DATA FOR THIS TASK:
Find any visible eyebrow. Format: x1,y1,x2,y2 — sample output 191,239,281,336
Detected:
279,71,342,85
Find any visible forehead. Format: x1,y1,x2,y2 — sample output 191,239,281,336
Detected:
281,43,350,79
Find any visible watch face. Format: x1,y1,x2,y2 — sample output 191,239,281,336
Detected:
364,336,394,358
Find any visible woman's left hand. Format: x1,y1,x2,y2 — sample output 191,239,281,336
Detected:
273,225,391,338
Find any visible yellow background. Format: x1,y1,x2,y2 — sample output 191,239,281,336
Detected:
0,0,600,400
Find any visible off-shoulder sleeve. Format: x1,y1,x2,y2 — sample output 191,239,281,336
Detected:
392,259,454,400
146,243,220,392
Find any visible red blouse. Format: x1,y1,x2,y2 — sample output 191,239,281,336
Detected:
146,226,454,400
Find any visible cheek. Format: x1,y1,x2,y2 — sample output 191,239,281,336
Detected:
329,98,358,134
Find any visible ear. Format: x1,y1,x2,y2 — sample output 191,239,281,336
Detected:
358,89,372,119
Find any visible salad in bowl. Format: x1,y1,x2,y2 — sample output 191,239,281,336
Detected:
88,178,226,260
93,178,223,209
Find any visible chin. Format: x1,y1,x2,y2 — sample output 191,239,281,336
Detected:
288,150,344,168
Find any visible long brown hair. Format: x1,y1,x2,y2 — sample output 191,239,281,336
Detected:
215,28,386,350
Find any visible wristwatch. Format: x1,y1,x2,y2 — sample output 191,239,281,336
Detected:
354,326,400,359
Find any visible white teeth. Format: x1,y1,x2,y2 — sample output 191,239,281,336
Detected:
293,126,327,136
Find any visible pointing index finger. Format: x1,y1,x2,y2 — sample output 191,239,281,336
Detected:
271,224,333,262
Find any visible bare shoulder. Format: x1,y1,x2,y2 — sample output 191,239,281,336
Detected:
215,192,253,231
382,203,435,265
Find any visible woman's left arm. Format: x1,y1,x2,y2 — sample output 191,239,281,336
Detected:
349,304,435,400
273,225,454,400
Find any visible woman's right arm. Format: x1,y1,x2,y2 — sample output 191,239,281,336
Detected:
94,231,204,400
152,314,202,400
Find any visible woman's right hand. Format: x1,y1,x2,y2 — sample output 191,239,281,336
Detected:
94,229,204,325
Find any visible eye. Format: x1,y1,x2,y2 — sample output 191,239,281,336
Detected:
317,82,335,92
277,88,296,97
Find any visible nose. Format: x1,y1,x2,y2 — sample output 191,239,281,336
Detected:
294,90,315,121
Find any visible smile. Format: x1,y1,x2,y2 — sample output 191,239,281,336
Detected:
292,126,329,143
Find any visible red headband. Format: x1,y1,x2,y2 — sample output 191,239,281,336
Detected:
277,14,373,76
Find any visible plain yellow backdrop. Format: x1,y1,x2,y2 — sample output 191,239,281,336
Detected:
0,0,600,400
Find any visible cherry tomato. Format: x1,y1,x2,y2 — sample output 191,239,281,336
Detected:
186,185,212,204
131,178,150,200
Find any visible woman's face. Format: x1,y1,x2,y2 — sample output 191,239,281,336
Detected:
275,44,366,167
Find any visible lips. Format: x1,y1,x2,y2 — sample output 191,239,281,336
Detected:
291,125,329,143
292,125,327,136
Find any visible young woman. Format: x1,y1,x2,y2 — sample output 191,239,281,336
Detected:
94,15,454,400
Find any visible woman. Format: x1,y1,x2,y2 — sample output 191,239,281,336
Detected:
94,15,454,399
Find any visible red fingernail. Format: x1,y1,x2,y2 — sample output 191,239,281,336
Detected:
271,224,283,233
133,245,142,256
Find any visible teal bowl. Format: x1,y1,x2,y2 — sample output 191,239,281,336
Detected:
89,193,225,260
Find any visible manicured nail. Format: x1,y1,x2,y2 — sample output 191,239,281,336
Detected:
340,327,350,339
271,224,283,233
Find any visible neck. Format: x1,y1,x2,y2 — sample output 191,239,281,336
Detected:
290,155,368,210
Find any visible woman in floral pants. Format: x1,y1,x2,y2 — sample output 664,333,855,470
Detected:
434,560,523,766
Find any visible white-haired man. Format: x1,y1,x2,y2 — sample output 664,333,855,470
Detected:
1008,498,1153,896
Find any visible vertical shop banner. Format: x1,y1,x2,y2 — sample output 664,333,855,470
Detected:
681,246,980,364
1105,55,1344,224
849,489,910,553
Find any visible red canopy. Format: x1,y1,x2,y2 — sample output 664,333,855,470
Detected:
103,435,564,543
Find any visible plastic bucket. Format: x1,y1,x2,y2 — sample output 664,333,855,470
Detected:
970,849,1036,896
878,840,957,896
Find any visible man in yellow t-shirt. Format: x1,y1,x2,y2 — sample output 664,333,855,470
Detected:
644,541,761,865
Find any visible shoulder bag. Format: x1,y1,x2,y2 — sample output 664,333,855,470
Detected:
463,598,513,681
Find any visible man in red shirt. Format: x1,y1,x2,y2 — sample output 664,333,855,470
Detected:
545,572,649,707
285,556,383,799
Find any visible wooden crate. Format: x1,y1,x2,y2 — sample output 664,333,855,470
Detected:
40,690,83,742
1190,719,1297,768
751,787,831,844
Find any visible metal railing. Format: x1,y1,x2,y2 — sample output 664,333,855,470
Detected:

EXERCISE INSTRUCTIONS: Please quote the lines starting at the one that contains "Find any visible wristwatch." and ending at the one that contains "133,245,142,256", repeating them word for word.

RESPONSE TO THIS TASK:
Find any visible wristwatch. Format: x1,y1,x2,y2 — sample output 191,239,281,336
Detected:
354,326,400,359
Find any visible white teeth. Format: x1,y1,x2,y2 — sample output 191,239,281,336
Detected:
293,126,327,136
Find any visible pointing index finger. Format: x1,y1,x2,y2 — sample output 191,239,281,336
Detected:
271,224,333,262
Find any visible bare shoulder. Format: x1,y1,x2,y2 — sample output 191,239,281,336
Detected:
215,192,253,231
382,203,435,265
Find any visible woman's left arm. Format: x1,y1,x2,y2 — sample output 191,239,281,336
Detected:
349,304,435,400
273,225,454,400
Find any visible woman's right arm. Format: x1,y1,x2,y2 — sample output 191,239,281,336
Detected:
94,231,204,400
152,314,202,400
Find any visible woman's right hand. Format: x1,y1,x2,y2 — sample output 191,239,281,336
Detected:
94,229,204,325
Find any visible eye. Format: x1,y1,x2,y2 — sample output 191,239,281,336
Detected:
317,82,335,92
277,88,296,97
Find any visible nose. Format: x1,y1,x2,y2 — sample output 191,239,281,336
Detected:
294,90,315,121
Find any visible smile. Format: x1,y1,x2,y2 — sample output 191,239,281,336
Detected:
292,126,329,143
Find any visible red headband. Format: x1,y1,x2,y2 — sample output 191,239,281,336
Detected:
277,14,373,76
Find any visible plain yellow backdrop. Format: x1,y1,x2,y2 — sample output 191,239,281,336
Detected:
0,0,600,400
Find any visible cherry tomato. Format: x1,y1,x2,y2 — sample output 191,239,281,336
Detected:
186,185,212,204
131,178,150,200
Find any visible woman's face. Format: x1,y1,x2,y2 — sample output 191,239,281,336
Detected:
275,44,366,167
Find any visible lips. Format: x1,y1,x2,y2 — sample output 191,239,281,336
Detected:
291,125,329,143
292,125,327,136
Find any visible young woman. Format: x1,y1,x2,y2 — sample output 191,239,281,336
Detected:
94,15,454,400
Find any visible woman. Format: x1,y1,x2,y2 — sample output 191,239,281,336
Detected:
94,15,454,399
Find any visible red fingernail. Format: x1,y1,x2,y2 — sample output 191,239,281,336
Detected:
271,224,283,233
133,245,142,256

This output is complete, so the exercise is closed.